* Exercise brief *
Give every line of the rows below as a Markdown table with the columns Number and Line, leaving out any blank lines.
################
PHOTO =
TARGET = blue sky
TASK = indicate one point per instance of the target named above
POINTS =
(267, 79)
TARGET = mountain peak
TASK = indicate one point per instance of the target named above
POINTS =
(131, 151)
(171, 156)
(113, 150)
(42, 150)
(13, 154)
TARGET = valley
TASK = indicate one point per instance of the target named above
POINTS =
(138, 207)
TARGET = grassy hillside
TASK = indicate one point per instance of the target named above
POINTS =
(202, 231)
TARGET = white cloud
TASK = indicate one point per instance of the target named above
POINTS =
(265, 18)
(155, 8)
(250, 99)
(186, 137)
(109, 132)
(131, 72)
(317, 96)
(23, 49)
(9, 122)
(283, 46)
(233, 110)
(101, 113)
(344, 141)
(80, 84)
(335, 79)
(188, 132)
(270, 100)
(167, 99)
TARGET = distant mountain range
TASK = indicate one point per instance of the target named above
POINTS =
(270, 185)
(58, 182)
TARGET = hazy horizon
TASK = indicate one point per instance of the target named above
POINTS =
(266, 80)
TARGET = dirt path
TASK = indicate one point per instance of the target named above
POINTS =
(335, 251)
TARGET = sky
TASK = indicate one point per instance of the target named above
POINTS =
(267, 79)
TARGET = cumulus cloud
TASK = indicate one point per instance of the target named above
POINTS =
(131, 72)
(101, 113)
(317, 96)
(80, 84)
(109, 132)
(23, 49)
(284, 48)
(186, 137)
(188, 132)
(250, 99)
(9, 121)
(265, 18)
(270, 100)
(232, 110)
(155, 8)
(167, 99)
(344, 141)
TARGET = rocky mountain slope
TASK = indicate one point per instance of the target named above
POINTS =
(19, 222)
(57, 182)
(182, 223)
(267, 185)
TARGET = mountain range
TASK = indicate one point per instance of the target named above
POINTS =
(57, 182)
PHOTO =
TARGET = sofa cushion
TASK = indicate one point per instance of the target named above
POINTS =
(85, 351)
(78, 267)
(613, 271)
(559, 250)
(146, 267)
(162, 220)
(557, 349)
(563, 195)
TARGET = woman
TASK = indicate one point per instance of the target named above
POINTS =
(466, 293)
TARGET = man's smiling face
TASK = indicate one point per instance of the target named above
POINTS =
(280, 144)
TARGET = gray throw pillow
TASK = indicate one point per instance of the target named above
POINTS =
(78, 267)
################
* Finished answer *
| Number | Line |
|---|---|
| 1 | PHOTO = |
| 2 | TARGET = blue sky |
| 3 | TASK = indicate one point per instance of the target named above |
| 4 | POINTS = |
| 5 | (267, 79) |
| 6 | TARGET = mountain peak |
| 7 | TASK = indicate one point per instance of the target named above |
| 8 | POINTS = |
| 9 | (131, 151) |
| 10 | (171, 156) |
| 11 | (113, 150) |
| 12 | (42, 150) |
| 13 | (13, 154) |
| 14 | TARGET = valley |
| 15 | TASK = indicate one point per instance of the target named above |
| 16 | POINTS = |
| 17 | (138, 207) |
| 18 | TARGET = grassy hillside |
| 19 | TASK = indicate one point per instance of the target named above |
| 20 | POINTS = |
| 21 | (202, 231) |
| 22 | TARGET = white cloud |
| 23 | TASK = indicate one point per instance of the target named above |
| 24 | POINTS = |
| 25 | (265, 18) |
| 26 | (155, 8) |
| 27 | (250, 99) |
| 28 | (186, 137) |
| 29 | (109, 132) |
| 30 | (131, 72) |
| 31 | (317, 96) |
| 32 | (23, 49) |
| 33 | (9, 122) |
| 34 | (283, 46) |
| 35 | (233, 110) |
| 36 | (101, 113) |
| 37 | (344, 141) |
| 38 | (80, 84) |
| 39 | (335, 79) |
| 40 | (188, 132) |
| 41 | (270, 100) |
| 42 | (167, 99) |
| 43 | TARGET = distant mountain range |
| 44 | TASK = indicate one point per instance of the target named above |
| 45 | POINTS = |
| 46 | (270, 185) |
| 47 | (58, 182) |
| 48 | TARGET = hazy horizon |
| 49 | TASK = indicate one point per instance of the target named above |
| 50 | POINTS = |
| 51 | (266, 80) |
| 52 | TARGET = dirt path |
| 53 | TASK = indicate one point per instance of the target named above |
| 54 | POINTS = |
| 55 | (335, 251) |
| 56 | TARGET = sky |
| 57 | TASK = indicate one point per instance of the target named above |
| 58 | POINTS = |
| 59 | (267, 79) |
| 60 | TARGET = cumulus cloud |
| 61 | TASK = indicate one point per instance of the target named above |
| 62 | POINTS = |
| 63 | (131, 72) |
| 64 | (101, 113) |
| 65 | (317, 96) |
| 66 | (80, 84) |
| 67 | (109, 132) |
| 68 | (23, 49) |
| 69 | (284, 48) |
| 70 | (186, 137) |
| 71 | (188, 132) |
| 72 | (250, 99) |
| 73 | (9, 121) |
| 74 | (265, 18) |
| 75 | (270, 100) |
| 76 | (232, 110) |
| 77 | (155, 8) |
| 78 | (167, 99) |
| 79 | (344, 141) |
| 80 | TARGET = rocky mountain slope |
| 81 | TASK = indicate one point per instance of the target named above |
| 82 | POINTS = |
| 83 | (19, 222) |
| 84 | (57, 182) |
| 85 | (182, 223) |
| 86 | (267, 185) |
| 87 | TARGET = mountain range |
| 88 | TASK = indicate one point per instance of the target named above |
| 89 | POINTS = |
| 90 | (57, 182) |
| 91 | PHOTO = |
| 92 | TARGET = sofa cushion |
| 93 | TASK = indicate one point per instance of the target named above |
| 94 | POINTS = |
| 95 | (85, 351) |
| 96 | (78, 267) |
| 97 | (613, 271) |
| 98 | (559, 250) |
| 99 | (146, 267) |
| 100 | (162, 220) |
| 101 | (557, 349) |
| 102 | (563, 195) |
| 103 | TARGET = woman |
| 104 | TASK = indicate one point per instance of the target named above |
| 105 | POINTS = |
| 106 | (466, 293) |
| 107 | TARGET = man's smiling face |
| 108 | TASK = indicate one point per instance of the target named above |
| 109 | POINTS = |
| 110 | (280, 144) |
| 111 | TARGET = gray throw pillow |
| 112 | TASK = indicate one point per instance of the target named above |
| 113 | POINTS = |
| 114 | (78, 267) |